#### WHAT YOU NEED TO DO
Copy the lines of the records from the line holding "Where is the bird's" through the end of the records, both included, with the requests kept. Scale every bounding box coordinate in the answers by 1.65, rounding to whole numbers with halves rounded up, and leave all numbers in the requests and their format samples unchanged.

#### RECORDS TO PROCESS
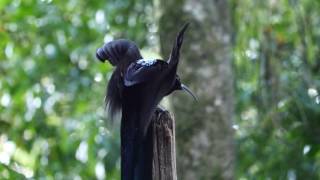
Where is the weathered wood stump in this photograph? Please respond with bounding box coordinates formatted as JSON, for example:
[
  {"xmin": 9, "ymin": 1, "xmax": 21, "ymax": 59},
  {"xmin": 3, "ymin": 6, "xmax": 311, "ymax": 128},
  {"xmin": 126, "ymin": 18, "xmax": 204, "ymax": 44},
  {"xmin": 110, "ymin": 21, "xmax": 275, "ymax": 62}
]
[{"xmin": 149, "ymin": 108, "xmax": 177, "ymax": 180}]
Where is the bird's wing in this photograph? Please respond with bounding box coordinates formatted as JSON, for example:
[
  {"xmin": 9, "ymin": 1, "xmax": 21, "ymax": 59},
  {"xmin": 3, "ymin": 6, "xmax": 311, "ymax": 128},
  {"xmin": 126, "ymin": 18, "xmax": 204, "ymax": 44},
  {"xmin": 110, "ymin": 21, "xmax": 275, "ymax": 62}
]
[
  {"xmin": 124, "ymin": 59, "xmax": 168, "ymax": 87},
  {"xmin": 96, "ymin": 39, "xmax": 142, "ymax": 66}
]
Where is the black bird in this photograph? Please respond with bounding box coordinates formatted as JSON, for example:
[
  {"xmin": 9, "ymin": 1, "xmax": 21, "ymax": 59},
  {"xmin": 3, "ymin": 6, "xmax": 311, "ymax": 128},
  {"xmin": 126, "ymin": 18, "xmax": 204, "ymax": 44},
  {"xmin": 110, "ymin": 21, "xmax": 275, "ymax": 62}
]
[{"xmin": 96, "ymin": 24, "xmax": 195, "ymax": 180}]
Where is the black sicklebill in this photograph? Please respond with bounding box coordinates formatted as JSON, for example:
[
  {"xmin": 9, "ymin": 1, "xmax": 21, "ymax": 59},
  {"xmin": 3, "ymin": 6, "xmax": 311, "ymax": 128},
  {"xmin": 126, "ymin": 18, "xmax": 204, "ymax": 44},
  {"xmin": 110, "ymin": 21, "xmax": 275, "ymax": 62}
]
[{"xmin": 96, "ymin": 24, "xmax": 195, "ymax": 180}]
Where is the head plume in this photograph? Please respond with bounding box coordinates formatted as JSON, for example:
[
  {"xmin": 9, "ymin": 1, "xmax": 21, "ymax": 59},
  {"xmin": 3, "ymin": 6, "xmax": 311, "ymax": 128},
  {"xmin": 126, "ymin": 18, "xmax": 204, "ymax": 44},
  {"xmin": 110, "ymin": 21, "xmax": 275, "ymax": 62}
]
[{"xmin": 96, "ymin": 39, "xmax": 142, "ymax": 66}]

#### TASK ANSWER
Where is the bird's wing in this photograph? Please respond with bounding box coordinates formatted as JSON, for example:
[
  {"xmin": 9, "ymin": 1, "xmax": 21, "ymax": 59},
  {"xmin": 3, "ymin": 6, "xmax": 311, "ymax": 128},
  {"xmin": 126, "ymin": 18, "xmax": 204, "ymax": 44},
  {"xmin": 110, "ymin": 21, "xmax": 275, "ymax": 62}
]
[
  {"xmin": 205, "ymin": 97, "xmax": 277, "ymax": 144},
  {"xmin": 158, "ymin": 64, "xmax": 234, "ymax": 109}
]
Where is the black bird in this photograph? Please respond with bounding box coordinates formatted as JSON, for example:
[
  {"xmin": 9, "ymin": 1, "xmax": 21, "ymax": 59},
  {"xmin": 3, "ymin": 6, "xmax": 311, "ymax": 128},
  {"xmin": 126, "ymin": 18, "xmax": 204, "ymax": 44},
  {"xmin": 110, "ymin": 21, "xmax": 275, "ymax": 62}
]
[{"xmin": 158, "ymin": 40, "xmax": 322, "ymax": 297}]
Where is the black sicklebill in this photograph? Please respond with bounding box coordinates formatted as JSON, for example:
[
  {"xmin": 9, "ymin": 1, "xmax": 21, "ymax": 59},
  {"xmin": 3, "ymin": 6, "xmax": 311, "ymax": 128},
  {"xmin": 126, "ymin": 18, "xmax": 204, "ymax": 44},
  {"xmin": 110, "ymin": 21, "xmax": 275, "ymax": 62}
]
[{"xmin": 158, "ymin": 40, "xmax": 322, "ymax": 297}]
Where is the head plume in this photograph? Please respond with bounding box coordinates formatted as JSON, for example:
[
  {"xmin": 9, "ymin": 1, "xmax": 21, "ymax": 59},
  {"xmin": 3, "ymin": 6, "xmax": 311, "ymax": 128},
  {"xmin": 126, "ymin": 18, "xmax": 204, "ymax": 44},
  {"xmin": 110, "ymin": 21, "xmax": 275, "ymax": 62}
]
[{"xmin": 158, "ymin": 64, "xmax": 234, "ymax": 109}]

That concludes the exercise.